WRITTEN PROBLEM: In the records below, retype without any changes every line from the one containing "Should you be willing to segment every instance of the knotted" through the one containing "M 391 252 L", including both of those lines.

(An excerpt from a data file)
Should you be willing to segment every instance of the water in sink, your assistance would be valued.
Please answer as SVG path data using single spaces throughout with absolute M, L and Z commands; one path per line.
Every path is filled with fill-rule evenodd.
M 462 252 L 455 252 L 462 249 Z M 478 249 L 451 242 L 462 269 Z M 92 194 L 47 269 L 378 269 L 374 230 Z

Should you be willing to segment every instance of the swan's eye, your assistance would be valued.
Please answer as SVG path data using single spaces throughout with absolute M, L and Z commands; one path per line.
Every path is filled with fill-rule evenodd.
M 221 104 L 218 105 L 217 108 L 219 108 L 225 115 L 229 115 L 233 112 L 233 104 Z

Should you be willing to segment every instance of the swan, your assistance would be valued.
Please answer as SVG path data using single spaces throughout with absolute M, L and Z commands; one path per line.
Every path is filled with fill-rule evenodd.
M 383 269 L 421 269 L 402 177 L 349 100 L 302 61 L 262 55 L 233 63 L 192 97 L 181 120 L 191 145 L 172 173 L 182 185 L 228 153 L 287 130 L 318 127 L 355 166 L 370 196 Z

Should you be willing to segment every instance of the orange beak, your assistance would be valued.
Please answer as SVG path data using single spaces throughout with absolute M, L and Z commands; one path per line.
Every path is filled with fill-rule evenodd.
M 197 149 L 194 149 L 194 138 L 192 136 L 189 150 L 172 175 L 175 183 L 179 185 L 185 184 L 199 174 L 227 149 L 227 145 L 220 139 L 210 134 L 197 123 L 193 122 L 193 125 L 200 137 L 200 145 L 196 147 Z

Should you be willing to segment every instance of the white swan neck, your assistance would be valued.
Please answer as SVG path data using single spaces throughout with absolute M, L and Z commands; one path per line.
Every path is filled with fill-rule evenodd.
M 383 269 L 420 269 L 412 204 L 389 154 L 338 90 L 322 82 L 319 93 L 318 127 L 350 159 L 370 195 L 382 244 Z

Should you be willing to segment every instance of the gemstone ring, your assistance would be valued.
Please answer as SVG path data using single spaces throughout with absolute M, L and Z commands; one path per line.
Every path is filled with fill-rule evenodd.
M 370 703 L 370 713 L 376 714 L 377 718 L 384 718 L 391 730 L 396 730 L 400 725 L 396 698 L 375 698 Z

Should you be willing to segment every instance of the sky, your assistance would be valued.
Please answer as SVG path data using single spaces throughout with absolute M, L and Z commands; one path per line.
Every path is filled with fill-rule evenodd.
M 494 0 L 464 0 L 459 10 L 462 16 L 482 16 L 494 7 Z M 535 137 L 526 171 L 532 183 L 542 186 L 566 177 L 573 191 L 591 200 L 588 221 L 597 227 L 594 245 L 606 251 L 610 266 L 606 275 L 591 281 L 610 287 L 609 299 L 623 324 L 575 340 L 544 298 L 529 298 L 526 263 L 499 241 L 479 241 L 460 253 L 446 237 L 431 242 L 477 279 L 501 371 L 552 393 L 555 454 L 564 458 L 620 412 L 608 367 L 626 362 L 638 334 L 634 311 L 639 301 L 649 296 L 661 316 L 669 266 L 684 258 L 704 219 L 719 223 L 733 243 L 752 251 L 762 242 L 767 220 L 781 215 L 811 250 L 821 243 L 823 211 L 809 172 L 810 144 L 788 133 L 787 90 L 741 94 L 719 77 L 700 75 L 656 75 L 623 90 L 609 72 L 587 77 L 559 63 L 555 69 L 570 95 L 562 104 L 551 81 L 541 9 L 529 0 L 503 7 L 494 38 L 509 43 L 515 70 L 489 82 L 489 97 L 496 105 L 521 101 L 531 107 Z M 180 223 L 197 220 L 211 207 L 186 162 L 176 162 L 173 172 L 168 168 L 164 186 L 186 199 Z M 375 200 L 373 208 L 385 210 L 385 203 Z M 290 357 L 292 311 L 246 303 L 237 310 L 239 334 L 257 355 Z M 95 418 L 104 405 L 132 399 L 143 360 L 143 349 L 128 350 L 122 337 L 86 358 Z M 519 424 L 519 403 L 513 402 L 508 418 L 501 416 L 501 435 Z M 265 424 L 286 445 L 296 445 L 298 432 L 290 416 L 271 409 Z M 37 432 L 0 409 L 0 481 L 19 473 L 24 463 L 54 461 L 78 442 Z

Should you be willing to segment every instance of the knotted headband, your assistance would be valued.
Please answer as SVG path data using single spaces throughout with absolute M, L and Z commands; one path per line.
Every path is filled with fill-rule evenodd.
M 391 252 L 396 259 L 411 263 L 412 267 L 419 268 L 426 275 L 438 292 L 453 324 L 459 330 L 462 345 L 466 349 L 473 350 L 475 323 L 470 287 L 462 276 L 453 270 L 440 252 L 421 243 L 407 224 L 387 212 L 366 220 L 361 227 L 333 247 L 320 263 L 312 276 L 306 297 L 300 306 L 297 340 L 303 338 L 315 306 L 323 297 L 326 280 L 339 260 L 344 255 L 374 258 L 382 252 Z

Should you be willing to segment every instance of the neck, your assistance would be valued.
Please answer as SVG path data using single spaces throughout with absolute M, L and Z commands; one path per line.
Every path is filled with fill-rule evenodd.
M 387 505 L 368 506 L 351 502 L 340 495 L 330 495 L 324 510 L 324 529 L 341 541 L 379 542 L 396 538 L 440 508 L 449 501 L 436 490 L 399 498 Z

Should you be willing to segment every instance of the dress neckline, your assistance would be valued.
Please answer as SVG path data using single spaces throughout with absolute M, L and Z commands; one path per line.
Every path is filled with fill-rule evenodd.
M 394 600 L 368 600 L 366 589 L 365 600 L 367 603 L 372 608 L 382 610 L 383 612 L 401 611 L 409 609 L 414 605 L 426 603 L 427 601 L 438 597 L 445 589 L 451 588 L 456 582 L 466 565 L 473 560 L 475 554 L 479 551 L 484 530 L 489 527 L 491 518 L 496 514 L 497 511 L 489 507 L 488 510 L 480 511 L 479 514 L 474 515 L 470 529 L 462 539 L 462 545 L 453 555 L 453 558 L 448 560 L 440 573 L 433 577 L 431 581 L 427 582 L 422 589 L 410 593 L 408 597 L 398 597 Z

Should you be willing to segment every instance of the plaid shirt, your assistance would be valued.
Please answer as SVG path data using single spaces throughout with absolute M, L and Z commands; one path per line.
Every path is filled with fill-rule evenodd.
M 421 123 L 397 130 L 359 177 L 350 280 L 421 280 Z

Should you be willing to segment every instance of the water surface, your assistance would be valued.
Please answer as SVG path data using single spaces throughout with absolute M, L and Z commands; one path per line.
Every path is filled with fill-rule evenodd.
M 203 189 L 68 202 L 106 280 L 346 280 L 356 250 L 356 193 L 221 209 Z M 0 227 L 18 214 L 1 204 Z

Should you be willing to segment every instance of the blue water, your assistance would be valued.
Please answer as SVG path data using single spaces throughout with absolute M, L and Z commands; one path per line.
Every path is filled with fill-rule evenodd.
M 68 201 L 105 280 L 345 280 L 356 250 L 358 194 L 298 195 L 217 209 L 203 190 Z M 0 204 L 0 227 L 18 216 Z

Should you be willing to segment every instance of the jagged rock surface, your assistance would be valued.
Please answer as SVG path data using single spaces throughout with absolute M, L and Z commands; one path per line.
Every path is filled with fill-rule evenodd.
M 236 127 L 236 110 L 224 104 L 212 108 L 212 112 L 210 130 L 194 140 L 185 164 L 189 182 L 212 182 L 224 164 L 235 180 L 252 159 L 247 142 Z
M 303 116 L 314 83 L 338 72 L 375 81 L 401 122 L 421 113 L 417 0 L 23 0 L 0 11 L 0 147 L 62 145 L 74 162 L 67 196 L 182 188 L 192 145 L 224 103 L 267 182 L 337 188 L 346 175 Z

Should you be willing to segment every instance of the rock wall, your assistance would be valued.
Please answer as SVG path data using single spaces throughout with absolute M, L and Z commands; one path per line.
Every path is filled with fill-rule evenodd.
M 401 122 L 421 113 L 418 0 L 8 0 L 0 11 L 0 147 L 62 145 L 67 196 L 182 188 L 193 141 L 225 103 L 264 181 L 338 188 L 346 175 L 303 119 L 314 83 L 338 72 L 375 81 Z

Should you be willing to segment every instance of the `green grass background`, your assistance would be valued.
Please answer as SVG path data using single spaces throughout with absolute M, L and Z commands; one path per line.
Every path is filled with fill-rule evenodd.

RESPONSE FOR THIS EXERCISE:
Should you be willing to segment every instance of the knotted headband, your assistance would be valued.
Please answer as SVG path data using single spaces throughout with absolute M, L and Z commands; one path per line.
Every path is filled with fill-rule evenodd.
M 391 252 L 396 259 L 411 263 L 412 267 L 419 268 L 426 275 L 438 292 L 453 324 L 459 330 L 462 345 L 466 349 L 473 350 L 475 323 L 470 287 L 462 276 L 453 270 L 440 252 L 421 243 L 407 224 L 387 212 L 366 220 L 361 227 L 333 247 L 320 263 L 312 276 L 306 297 L 300 306 L 297 340 L 303 338 L 315 306 L 323 297 L 326 280 L 339 260 L 344 255 L 374 258 L 382 252 Z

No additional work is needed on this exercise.